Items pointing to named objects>
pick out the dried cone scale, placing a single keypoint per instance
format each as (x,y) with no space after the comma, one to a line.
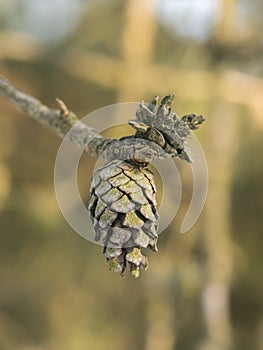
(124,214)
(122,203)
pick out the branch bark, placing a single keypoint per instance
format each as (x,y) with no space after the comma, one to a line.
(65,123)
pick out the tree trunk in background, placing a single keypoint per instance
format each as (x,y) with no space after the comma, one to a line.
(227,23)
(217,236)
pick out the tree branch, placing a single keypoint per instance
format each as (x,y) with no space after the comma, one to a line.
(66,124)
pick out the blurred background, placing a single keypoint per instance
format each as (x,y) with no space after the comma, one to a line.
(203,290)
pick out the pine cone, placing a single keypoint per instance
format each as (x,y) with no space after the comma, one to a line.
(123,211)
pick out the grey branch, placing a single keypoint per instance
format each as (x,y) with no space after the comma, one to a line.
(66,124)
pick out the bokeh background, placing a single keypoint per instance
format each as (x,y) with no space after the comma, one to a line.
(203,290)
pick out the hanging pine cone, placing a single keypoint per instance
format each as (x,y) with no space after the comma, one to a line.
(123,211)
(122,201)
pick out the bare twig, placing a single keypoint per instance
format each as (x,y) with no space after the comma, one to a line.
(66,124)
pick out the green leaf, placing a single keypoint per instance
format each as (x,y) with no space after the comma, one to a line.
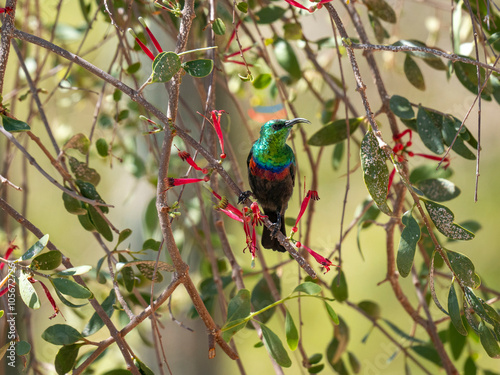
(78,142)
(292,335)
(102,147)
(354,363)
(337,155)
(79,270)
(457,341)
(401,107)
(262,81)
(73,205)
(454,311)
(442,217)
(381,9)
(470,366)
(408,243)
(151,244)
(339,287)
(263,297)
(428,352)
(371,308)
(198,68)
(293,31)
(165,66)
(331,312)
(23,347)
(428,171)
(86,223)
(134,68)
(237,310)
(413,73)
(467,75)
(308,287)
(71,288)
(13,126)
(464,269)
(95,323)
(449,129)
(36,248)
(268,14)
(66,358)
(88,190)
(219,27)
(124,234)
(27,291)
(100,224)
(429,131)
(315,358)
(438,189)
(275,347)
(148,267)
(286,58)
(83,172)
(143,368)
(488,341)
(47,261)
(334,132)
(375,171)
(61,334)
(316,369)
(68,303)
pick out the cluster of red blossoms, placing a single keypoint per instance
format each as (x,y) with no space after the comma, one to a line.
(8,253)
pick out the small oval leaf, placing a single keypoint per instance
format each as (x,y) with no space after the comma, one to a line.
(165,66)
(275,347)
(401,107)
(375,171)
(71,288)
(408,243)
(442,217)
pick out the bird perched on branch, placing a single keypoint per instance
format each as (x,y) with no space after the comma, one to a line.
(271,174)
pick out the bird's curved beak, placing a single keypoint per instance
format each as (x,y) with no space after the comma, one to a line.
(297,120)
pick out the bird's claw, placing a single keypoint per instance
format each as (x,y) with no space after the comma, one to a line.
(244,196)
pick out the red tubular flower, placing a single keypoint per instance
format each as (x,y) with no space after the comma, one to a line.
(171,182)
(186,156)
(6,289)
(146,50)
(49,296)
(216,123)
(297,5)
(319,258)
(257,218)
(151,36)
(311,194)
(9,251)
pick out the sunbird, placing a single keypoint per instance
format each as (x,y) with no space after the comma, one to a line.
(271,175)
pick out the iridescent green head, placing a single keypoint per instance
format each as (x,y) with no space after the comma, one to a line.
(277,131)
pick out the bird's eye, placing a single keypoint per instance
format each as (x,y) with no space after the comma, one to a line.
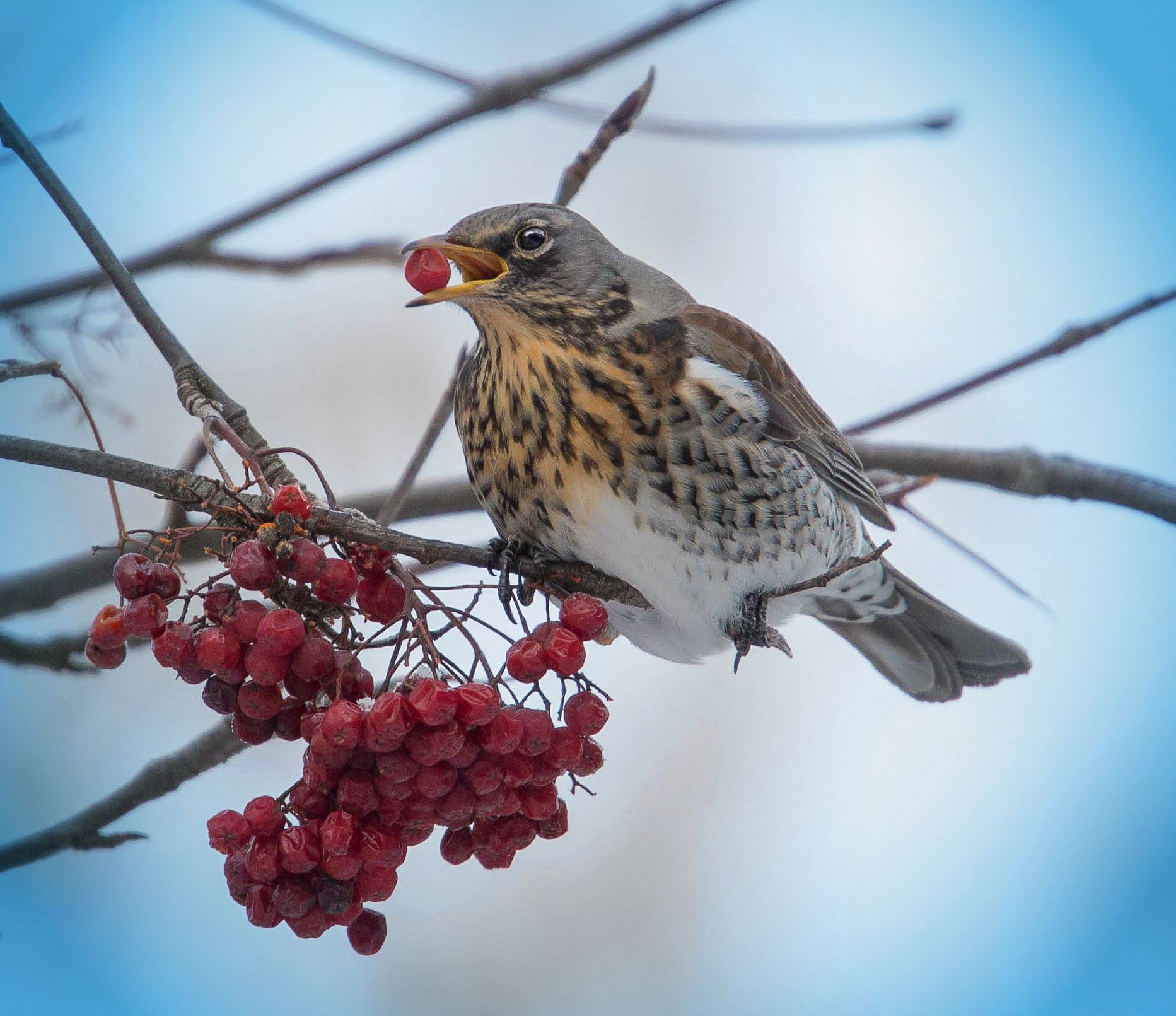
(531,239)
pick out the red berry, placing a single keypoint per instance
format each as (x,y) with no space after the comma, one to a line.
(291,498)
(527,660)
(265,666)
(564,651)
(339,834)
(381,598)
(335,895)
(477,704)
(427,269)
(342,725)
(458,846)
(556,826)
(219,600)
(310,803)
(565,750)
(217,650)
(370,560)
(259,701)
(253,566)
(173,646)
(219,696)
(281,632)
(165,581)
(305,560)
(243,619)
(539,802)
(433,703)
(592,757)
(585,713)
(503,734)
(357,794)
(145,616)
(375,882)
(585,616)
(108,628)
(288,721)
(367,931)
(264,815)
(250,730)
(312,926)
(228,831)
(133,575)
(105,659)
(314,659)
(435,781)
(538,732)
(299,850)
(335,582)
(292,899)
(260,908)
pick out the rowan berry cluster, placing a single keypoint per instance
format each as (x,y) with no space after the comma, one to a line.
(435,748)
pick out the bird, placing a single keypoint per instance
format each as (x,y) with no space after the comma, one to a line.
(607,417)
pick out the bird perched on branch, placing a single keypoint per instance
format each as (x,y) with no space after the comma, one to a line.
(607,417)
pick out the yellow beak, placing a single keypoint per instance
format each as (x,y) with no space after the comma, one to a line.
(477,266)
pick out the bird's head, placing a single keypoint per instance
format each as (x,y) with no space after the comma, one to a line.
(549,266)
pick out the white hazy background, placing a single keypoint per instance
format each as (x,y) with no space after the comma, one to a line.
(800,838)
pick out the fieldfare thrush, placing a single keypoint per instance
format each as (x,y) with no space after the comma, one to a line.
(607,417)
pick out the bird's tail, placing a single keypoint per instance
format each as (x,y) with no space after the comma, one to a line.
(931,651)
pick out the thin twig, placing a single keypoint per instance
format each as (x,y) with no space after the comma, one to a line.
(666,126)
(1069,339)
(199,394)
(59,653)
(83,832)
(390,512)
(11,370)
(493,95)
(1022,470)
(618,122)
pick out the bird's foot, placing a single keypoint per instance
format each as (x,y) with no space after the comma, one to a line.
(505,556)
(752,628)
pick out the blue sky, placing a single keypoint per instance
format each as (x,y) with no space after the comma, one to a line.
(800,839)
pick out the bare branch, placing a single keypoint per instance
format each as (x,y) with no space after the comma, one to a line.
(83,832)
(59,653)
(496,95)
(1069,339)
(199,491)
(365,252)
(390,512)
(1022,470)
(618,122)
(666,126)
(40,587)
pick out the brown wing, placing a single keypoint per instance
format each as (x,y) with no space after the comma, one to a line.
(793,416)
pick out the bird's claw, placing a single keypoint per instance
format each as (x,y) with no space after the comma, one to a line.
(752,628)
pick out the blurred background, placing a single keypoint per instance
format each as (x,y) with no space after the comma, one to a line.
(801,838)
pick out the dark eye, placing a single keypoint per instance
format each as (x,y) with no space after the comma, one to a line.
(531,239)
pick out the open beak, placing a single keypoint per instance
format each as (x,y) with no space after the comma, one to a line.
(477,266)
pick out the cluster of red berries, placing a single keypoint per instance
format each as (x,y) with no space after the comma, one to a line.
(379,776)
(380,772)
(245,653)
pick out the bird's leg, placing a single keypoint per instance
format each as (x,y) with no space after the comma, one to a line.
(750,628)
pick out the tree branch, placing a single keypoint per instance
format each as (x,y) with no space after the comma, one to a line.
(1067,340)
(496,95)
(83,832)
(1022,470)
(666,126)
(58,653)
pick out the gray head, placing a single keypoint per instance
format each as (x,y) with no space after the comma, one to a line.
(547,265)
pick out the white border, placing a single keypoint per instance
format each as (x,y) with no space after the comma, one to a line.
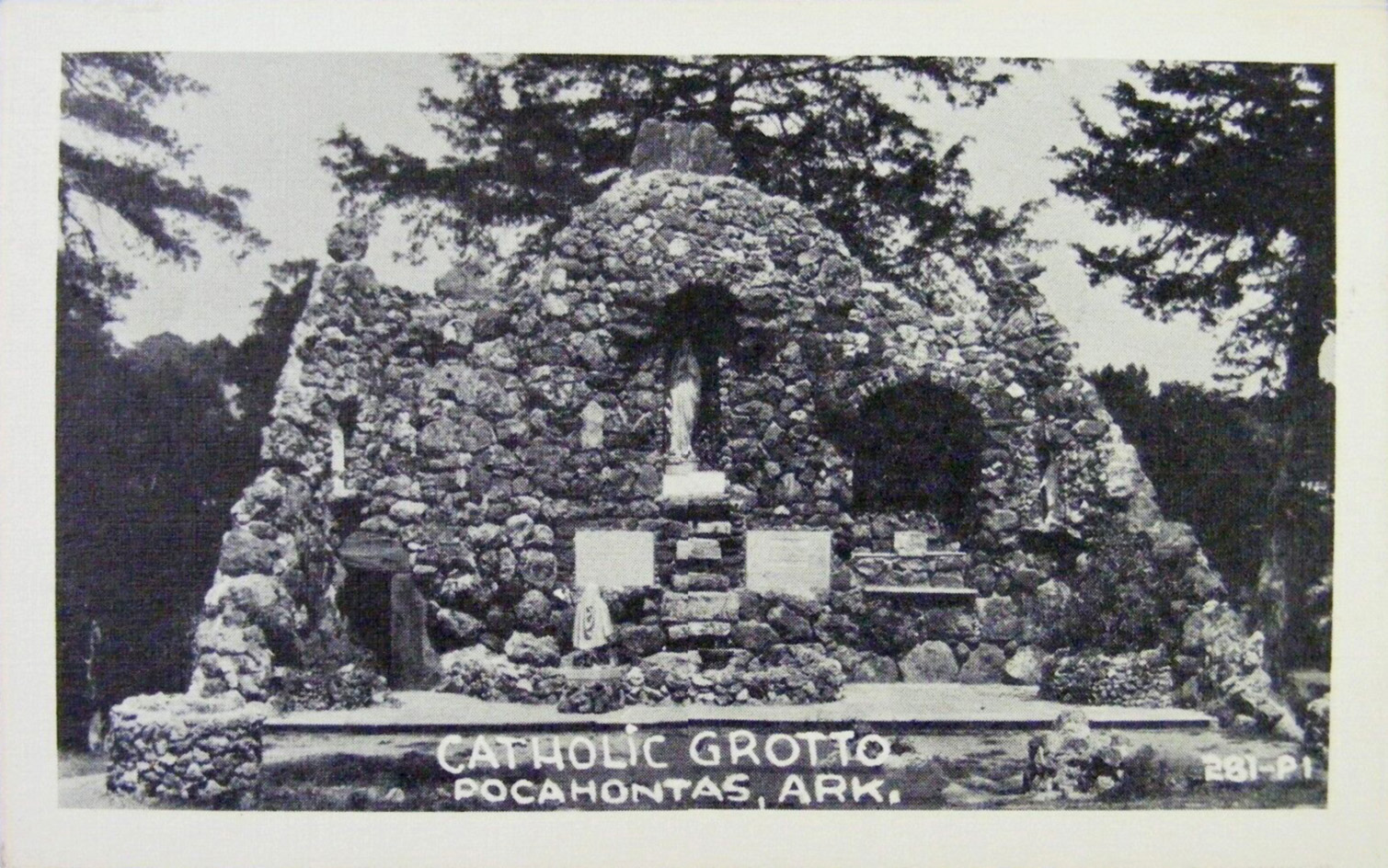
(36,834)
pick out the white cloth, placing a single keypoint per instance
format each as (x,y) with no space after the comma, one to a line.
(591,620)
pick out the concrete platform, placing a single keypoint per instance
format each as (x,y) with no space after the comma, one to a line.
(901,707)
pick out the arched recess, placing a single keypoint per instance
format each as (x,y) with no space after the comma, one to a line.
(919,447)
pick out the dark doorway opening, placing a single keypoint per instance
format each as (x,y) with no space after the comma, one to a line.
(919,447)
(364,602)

EXERCISE> Reproduce the stretch of the items from the line containing "pick out the gray" through the end of the items, request lines included, and shift each x and y coordinate in the answer points by 148. Omit the pictures.

RESPONSE>
pick out the gray head, placing a single keypoint per instance
format each as (x,y) with no space after the comma, one to a line.
(695,413)
pick out the white border, placing a single keypoint per instance
format each as (x,y) with no space after the comma, one to a line.
(184,982)
pick out the white cloth, placing a single keypoint per instance
format each as (x,y) with no space after the comma, one to a line.
(739,768)
pick out the concrete platform, placing a single keypoint per instance
format each as (x,y) with no space after the comma, one to a line.
(1049,855)
pick out the arched recess, placing a single keypoint per instance
format each as (x,y) with no space after the comma, one to a line.
(1067,595)
pick out the dark doorway opening, placing a single keypoint per instance
format each as (x,y) with no space after the comma, one to a line.
(1067,595)
(512,750)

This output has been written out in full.